Extracted entries start
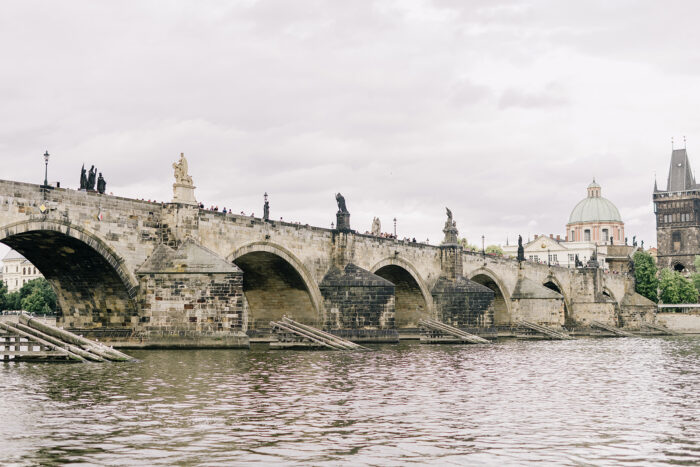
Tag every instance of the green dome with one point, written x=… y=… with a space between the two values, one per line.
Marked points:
x=595 y=210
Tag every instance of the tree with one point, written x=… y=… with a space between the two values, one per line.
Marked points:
x=36 y=296
x=494 y=250
x=676 y=289
x=646 y=282
x=3 y=296
x=466 y=245
x=13 y=301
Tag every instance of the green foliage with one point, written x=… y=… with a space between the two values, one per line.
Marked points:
x=466 y=245
x=676 y=289
x=35 y=296
x=494 y=250
x=13 y=301
x=3 y=296
x=646 y=282
x=695 y=279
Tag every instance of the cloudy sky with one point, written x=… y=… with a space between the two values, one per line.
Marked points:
x=502 y=110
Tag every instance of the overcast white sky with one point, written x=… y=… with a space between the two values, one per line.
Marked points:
x=502 y=110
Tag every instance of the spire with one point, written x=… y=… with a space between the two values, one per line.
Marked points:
x=594 y=189
x=680 y=175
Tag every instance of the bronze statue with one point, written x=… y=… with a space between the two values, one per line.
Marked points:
x=101 y=184
x=83 y=178
x=341 y=204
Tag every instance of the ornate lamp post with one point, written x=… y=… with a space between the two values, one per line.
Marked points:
x=46 y=169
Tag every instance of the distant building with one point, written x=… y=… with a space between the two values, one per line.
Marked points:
x=17 y=271
x=595 y=219
x=555 y=251
x=677 y=212
x=595 y=226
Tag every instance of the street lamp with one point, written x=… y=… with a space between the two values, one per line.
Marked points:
x=46 y=169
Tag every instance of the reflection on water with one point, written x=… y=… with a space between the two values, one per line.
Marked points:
x=602 y=402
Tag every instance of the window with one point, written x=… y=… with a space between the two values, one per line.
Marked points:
x=676 y=241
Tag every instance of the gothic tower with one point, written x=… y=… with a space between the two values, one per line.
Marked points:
x=677 y=212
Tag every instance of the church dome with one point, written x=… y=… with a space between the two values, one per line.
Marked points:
x=594 y=208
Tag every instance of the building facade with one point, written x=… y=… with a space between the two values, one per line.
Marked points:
x=595 y=219
x=677 y=211
x=17 y=271
x=595 y=227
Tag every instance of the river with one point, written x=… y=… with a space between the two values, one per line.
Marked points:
x=620 y=401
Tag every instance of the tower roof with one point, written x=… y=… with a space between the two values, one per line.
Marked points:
x=680 y=175
x=594 y=208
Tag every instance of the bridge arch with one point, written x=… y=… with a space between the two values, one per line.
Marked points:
x=413 y=300
x=501 y=298
x=93 y=285
x=276 y=283
x=552 y=283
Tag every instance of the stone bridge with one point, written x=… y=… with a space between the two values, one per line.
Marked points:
x=175 y=274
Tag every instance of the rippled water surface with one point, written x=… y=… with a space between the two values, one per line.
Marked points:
x=583 y=402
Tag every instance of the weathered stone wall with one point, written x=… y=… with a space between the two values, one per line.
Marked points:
x=685 y=323
x=357 y=299
x=105 y=239
x=187 y=304
x=543 y=311
x=462 y=303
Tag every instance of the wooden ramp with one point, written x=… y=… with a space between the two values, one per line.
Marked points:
x=617 y=331
x=30 y=339
x=436 y=332
x=291 y=334
x=549 y=332
x=662 y=329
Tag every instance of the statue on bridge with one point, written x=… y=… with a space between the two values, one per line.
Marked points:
x=341 y=203
x=183 y=188
x=91 y=178
x=266 y=209
x=181 y=169
x=450 y=230
x=83 y=178
x=521 y=249
x=342 y=216
x=101 y=185
x=376 y=227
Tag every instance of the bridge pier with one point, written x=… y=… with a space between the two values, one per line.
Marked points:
x=191 y=297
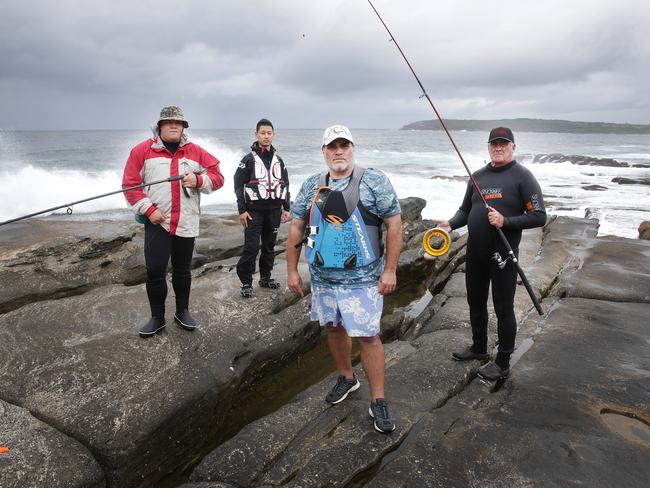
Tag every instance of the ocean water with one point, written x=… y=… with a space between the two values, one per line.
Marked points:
x=43 y=169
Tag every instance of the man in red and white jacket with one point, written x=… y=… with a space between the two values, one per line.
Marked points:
x=170 y=210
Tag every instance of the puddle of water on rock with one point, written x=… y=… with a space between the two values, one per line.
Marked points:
x=417 y=307
x=635 y=368
x=276 y=390
x=627 y=425
x=521 y=350
x=265 y=397
x=412 y=288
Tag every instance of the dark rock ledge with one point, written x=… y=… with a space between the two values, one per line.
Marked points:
x=138 y=413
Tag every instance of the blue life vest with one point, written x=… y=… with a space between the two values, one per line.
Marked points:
x=341 y=232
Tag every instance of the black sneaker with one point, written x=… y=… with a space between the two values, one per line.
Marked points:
x=247 y=291
x=185 y=320
x=269 y=283
x=155 y=324
x=340 y=390
x=468 y=354
x=492 y=371
x=384 y=422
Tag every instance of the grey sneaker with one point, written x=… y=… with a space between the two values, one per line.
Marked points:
x=340 y=390
x=384 y=422
x=492 y=371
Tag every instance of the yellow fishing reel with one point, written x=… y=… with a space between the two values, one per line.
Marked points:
x=436 y=242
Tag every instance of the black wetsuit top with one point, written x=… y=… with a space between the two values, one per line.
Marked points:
x=514 y=192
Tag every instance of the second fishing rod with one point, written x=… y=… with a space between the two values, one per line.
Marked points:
x=497 y=257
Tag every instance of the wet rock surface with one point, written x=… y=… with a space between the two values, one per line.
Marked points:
x=146 y=408
x=39 y=455
x=573 y=159
x=542 y=427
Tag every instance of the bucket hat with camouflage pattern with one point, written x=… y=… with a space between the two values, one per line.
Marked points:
x=172 y=113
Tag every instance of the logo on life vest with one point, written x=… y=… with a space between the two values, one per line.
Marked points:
x=336 y=220
x=364 y=244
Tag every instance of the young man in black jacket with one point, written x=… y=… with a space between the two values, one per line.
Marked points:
x=262 y=189
x=516 y=203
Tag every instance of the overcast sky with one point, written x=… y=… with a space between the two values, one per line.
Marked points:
x=84 y=64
Extracted entries end
Rewrite every record above with each "Marked points" replaced by "Located points" and nothing else altered. Leave the pictures out.

Tag every instance of the green dome with one point, written x=… y=… with a space between the two values, one per line.
Located points:
x=595 y=210
Tag every instance of the tree with one point, written x=… y=… with a space between the two values, one per line.
Located points:
x=36 y=296
x=494 y=250
x=676 y=289
x=646 y=282
x=3 y=296
x=466 y=245
x=13 y=301
Tag every instance of the green foliage with one point, written x=… y=… with a space between the two values, one per line.
Located points:
x=466 y=245
x=676 y=289
x=35 y=296
x=494 y=250
x=13 y=301
x=3 y=296
x=646 y=282
x=695 y=279
Tag every instance of the cloudy sky with one point, written x=… y=… with a space between the two values, one per line.
Located points:
x=502 y=110
Tag every instance of the overcast white sky with one point, written x=… y=… with a space between the two values, one per line.
Located points:
x=502 y=110
Tag every instance of the spire with one point, written x=… y=… with a space between the two values, one per line.
Located points:
x=594 y=189
x=680 y=175
Tag every instance of the bronze statue with one point, written x=… y=… with a space between the two values, one per line.
Located points:
x=101 y=184
x=83 y=178
x=341 y=204
Tag every instance of the ornate lamp post with one point, written x=… y=… with a space between the two values, one per line.
Located points:
x=46 y=169
Tag every instance of the distant building with one point, written x=… y=… with a space between the two values, one per line.
Located points:
x=17 y=271
x=595 y=219
x=555 y=251
x=677 y=212
x=595 y=226
Tag every instance of the street lamp with one point, written x=… y=… with a space between the two values, one per line.
Located points:
x=46 y=169
Tag every instance of the reflection on water with one point, written x=… y=… with a space between the two values, one per line.
Located points:
x=602 y=402
Tag every instance of the window with one point, written x=… y=… with a space between the two values, one per line.
Located points:
x=676 y=241
Tag every instance of the gothic tower with one point, written x=… y=… with a space between the two values, one per line.
Located points:
x=677 y=212
Tag every instance of the church dome with one point, written x=… y=… with a space between the two values, one per line.
Located points:
x=594 y=208
Tag every instance of the building facade with one point, written x=… y=… with a space between the two values, one per line.
Located points:
x=595 y=219
x=677 y=211
x=17 y=271
x=595 y=227
Tag every instance of the river with one point, written x=… y=… with a space between the two values, one per line.
Located points:
x=620 y=401
Tag every instance of the tower roof with one point, written x=… y=… with a space between the two values, one per line.
Located points:
x=680 y=175
x=594 y=208
Tag every instance of the bridge arch with one point, written x=… y=… with a space between the two values, one per line.
Located points:
x=413 y=300
x=501 y=298
x=93 y=285
x=276 y=283
x=552 y=283
Tag every instance of the stone bridge with one point, written x=… y=… with a space between the two values, one per line.
Located points:
x=175 y=274
Tag every instance of the rippled water surface with one point, written x=… y=… with a space between the two values, one per line.
Located points:
x=583 y=402
Tag every instance of the weathered stone wall with one point, written x=… y=… with a space between the two values, one per line.
Located points:
x=685 y=323
x=357 y=299
x=105 y=239
x=187 y=304
x=543 y=311
x=462 y=303
Tag every instance of the wooden ramp with one point, written x=… y=… with a space between the two values, one per line.
Located points:
x=617 y=331
x=30 y=339
x=436 y=332
x=291 y=334
x=549 y=332
x=662 y=329
Tag every instance of the statue on bridge with one point, written x=… y=… with a space between the two values, one per line.
Located points:
x=341 y=203
x=183 y=188
x=91 y=178
x=266 y=209
x=181 y=169
x=450 y=230
x=83 y=178
x=521 y=249
x=342 y=216
x=101 y=185
x=376 y=227
Tag every instance of the bridge pier with one point, written x=… y=… with a space between the two values, one per line.
Located points:
x=191 y=297
Tag every instance of the ocean water with one point, written x=… y=… with a space between the two values, one per line.
Located points:
x=43 y=169
Tag every instance of the man in red and white jacket with one point, written x=… y=… with a space between the two values, one per line.
Located points:
x=170 y=210
Tag every instance of the puddle of water on rock with one point, written x=… y=… with a space between the two values, one per line.
Located points:
x=417 y=307
x=635 y=368
x=276 y=390
x=627 y=425
x=521 y=350
x=265 y=397
x=412 y=288
Tag every instance of the dark rock ledge with one point, written x=… y=… with a space between the two values, one per line.
Located points:
x=138 y=413
Tag every instance of the blue life vest with one point, written x=… y=… with a space between the two values, one per line.
Located points:
x=341 y=232
Tag every instance of the black sneaker with one point, written x=… y=… with a space between the two values, one per line.
Located points:
x=247 y=291
x=185 y=320
x=269 y=283
x=155 y=324
x=340 y=390
x=468 y=354
x=492 y=371
x=384 y=422
Tag every instance of the grey sneaker with one point, written x=… y=… with a space between the two values, one per line.
Located points:
x=340 y=390
x=384 y=422
x=492 y=371
Tag every instance of the yellow fishing reel with one point, written x=… y=… with a space between the two values, one per line.
Located points:
x=436 y=242
Tag every instance of the black wetsuit top with one point, written x=… y=… with a space between the two values, one per line.
Located points:
x=514 y=192
Tag every instance of the second fishing rod with one point, written x=… y=… with a space between the two values, one per line.
Located points:
x=497 y=257
Tag every instance of the wet rock surface with one point, written x=… y=… with a space between the two values, one per line.
Located points:
x=146 y=408
x=39 y=455
x=573 y=159
x=542 y=427
Tag every instance of the bucket hat with camouflage pattern with one point, written x=… y=… with a space between the two values, one per line.
Located points:
x=172 y=113
Tag every instance of the logo on life vest with one point, written x=… y=… with a space between the two values, one per line.
Located points:
x=336 y=220
x=364 y=244
Tag every instance of the young man in black jacket with one point, written x=… y=… with a space between the two values, one per line.
Located points:
x=262 y=189
x=516 y=203
Tag every instance of the overcast sky with one point, written x=… y=… with a space between the two values, one per line.
Located points:
x=84 y=64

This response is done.